Copy exactly the lines of the records below, starting at the line that contains "Mark one point on each instance of the chair backrest" and continuing through the last line, both included; omit any pictures.

═════ DATASET RECORDS ═════

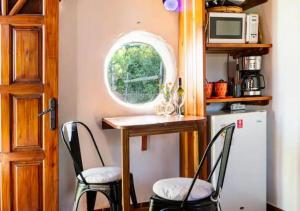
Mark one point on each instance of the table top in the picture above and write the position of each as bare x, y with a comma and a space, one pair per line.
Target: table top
134, 122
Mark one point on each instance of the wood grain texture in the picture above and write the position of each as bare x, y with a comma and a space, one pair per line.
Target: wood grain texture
22, 7
25, 109
192, 70
148, 121
27, 60
32, 200
238, 99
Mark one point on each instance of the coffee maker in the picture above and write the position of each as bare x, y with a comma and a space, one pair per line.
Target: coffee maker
252, 81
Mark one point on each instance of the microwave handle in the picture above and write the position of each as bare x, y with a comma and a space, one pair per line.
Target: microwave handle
262, 81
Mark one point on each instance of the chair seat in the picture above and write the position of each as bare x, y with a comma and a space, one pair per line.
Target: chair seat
177, 188
101, 175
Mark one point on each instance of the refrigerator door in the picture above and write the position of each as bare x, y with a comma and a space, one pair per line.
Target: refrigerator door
245, 180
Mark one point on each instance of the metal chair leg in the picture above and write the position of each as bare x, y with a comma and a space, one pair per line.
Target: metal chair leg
115, 198
79, 191
90, 200
132, 192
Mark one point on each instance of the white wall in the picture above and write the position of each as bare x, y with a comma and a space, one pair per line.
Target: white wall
281, 26
281, 18
87, 31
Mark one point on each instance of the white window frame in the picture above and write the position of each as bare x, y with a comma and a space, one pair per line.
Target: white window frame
160, 45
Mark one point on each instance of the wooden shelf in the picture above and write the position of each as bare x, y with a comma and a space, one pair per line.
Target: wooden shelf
238, 49
261, 100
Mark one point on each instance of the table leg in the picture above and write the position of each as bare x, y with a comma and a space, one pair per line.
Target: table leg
125, 170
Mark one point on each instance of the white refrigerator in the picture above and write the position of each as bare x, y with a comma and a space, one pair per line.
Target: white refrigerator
245, 179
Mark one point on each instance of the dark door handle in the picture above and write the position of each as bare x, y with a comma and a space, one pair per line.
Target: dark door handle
52, 111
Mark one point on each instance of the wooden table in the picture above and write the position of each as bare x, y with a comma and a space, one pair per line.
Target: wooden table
132, 126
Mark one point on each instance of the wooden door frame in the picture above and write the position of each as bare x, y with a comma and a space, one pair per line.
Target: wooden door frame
51, 19
46, 22
192, 59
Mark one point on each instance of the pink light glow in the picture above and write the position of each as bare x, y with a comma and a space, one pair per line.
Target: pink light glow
171, 5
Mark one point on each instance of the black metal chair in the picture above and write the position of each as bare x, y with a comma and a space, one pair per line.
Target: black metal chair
193, 194
106, 180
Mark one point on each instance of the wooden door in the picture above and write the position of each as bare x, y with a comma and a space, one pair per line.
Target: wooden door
28, 79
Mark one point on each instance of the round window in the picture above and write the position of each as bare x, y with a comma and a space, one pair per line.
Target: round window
136, 67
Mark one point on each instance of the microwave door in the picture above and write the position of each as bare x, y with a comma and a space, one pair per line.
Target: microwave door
227, 28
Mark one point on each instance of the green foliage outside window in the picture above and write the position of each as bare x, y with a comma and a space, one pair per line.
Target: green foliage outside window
136, 72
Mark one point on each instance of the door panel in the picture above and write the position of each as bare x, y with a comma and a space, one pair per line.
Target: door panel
25, 109
28, 79
24, 173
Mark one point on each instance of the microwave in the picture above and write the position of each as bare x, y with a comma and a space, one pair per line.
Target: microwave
227, 27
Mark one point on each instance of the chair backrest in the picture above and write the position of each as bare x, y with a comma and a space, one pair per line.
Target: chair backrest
70, 136
227, 131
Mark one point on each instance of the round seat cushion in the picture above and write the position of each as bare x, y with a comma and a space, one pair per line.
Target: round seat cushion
101, 174
176, 189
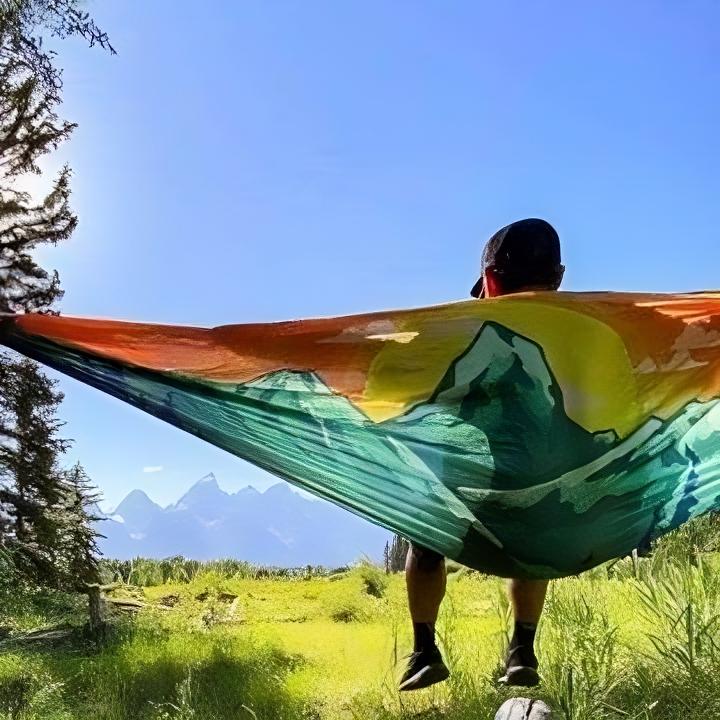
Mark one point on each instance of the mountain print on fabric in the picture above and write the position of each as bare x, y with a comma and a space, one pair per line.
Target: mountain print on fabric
532, 436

═════

→ **FINAL ANSWER**
Mark one point on each instance of the chair backrest in the picture above and write the position of each as bare x, y with a comma and a space, one pair per line.
Target: chair backrest
70, 136
227, 131
Mark one point on each instance of the round seat cushion in the picture above and write the position of each as bare x, y with a comma and a space, one pair per line.
Target: round seat cushion
101, 174
176, 189
Mark one point on each instance of the mountain print on fabric in the picture above and write the position of each as bare x, y with a comma and a space, one pair per line.
Target: mountain print on fabric
532, 436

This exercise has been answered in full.